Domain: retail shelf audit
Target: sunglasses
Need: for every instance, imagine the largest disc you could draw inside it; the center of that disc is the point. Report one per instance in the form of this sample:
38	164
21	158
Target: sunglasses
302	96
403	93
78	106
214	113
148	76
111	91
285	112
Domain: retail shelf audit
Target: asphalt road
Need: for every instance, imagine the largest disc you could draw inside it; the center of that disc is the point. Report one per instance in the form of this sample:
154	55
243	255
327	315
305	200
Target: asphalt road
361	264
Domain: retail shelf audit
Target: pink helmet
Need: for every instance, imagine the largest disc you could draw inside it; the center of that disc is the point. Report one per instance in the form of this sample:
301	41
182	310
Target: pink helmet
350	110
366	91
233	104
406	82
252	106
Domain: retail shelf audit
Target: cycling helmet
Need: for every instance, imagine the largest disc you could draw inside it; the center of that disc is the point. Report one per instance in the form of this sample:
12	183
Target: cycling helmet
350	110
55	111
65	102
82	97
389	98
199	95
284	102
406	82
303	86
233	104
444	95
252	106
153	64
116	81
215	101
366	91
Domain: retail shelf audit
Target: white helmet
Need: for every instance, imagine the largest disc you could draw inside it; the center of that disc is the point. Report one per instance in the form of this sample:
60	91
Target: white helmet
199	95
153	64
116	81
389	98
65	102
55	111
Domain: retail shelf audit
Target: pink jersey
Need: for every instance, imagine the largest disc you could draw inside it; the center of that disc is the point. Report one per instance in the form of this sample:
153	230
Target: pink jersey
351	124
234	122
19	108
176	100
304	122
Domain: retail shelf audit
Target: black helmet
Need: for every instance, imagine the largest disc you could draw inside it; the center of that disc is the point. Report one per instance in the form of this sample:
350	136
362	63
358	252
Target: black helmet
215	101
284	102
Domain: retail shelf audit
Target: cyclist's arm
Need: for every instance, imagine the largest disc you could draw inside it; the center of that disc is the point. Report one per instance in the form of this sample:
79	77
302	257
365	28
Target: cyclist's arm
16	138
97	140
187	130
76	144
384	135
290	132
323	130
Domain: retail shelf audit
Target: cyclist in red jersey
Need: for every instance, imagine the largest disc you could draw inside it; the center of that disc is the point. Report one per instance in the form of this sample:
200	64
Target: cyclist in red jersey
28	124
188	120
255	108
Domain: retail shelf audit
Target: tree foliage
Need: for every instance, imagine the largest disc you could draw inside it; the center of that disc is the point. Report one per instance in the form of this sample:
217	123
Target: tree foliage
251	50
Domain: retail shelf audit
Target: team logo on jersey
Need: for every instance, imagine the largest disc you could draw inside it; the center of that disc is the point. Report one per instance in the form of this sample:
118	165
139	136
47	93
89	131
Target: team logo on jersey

* * * * * * * * *

### [REQUIREMENT]
Transcribe the records above with every character unchanged.

### [SOLVED PROBLEM]
Domain: retail shelf audit
Target: sunglasses
Need: for every instance, imagine the largest disc you could draw inside it; the center of that disc is the point. Report one per instance in the form of this sample:
38	164
21	158
Target: sunglasses
302	96
403	93
78	106
214	113
148	76
111	91
285	112
Domain: retail shelf audit
Target: asphalt road
Need: for every instance, imagine the largest disc you could draw inside it; the center of that disc is the point. Report one per instance in the form of this sample:
154	55
243	255
327	315
305	200
Target: asphalt road
361	264
Domain: retail shelf audit
Target: pink helmet
Need: for every instance, imagine the largest disc you could draw inside it; the center of that disc is the point. Report one per instance in the form of this sample:
301	41
182	310
Target: pink helmet
350	110
366	91
233	104
406	82
252	106
Domain: retail shelf audit
Target: cycling helmet
Need: for every instance, imagine the largest disc you could draw inside it; the center of that disc is the point. Report one per instance in the form of this sample:
12	183
Target: cycling helmet
350	110
55	111
65	102
82	97
389	98
199	95
284	102
406	82
303	86
233	104
444	95
252	106
153	64
116	81
215	101
366	91
Domain: retail shelf audit
Target: white helmet
Need: for every instance, imagine the largest disc you could draw inside it; the center of that disc is the point. Report one per instance in the form of this sample:
60	91
Target: white helmet
199	95
153	64
116	81
389	98
65	102
55	111
Domain: retail shelf audit
Target: pink jersey
Need: for every instance, imagine the largest disc you could draw inside it; the center of that disc is the point. Report one per instance in the form of this sample:
153	230
Target: pink jersey
351	124
234	122
19	108
176	100
304	122
Domain: retail shelf audit
Target: black helmet
Need: for every instance, imagine the largest disc you could draw inside it; the center of that disc is the point. Report one per instance in the form of this sample:
350	136
362	63
358	252
Target: black helmet
215	101
284	102
Domain: retail shelf audit
Target: cyclist's arm
Need: for every instance, imagine the largest disc you could draw inside it; the center of that disc is the point. Report one per instance in the form of this sample:
79	77
302	257
365	28
Target: cyclist's arm
16	138
97	140
187	130
76	144
384	135
290	132
323	130
Domain: retail shelf audit
Target: cyclist in red jersey
Need: for every instance, imagine the largest disc you could draw inside it; the center of that disc is the point. Report one per instance in the form of this sample:
200	64
Target: cyclist in red jersey
28	124
188	120
255	108
Domain: retail shelf audit
Target: tree foliage
Need: for every instance, imagine the largest disc you could draw inside it; the center of that disc is the point. Report one per instance in the form of this sample:
217	123
Target: tree foliage
251	50
Domain: retail shelf audit
Target: team logo on jersey
Need: for every instance, imagine the largest disc you could draw inside it; the center of that disc is the point. Report one per instance in the form of this sample:
118	165
139	136
47	93
89	131
Target: team logo on jersey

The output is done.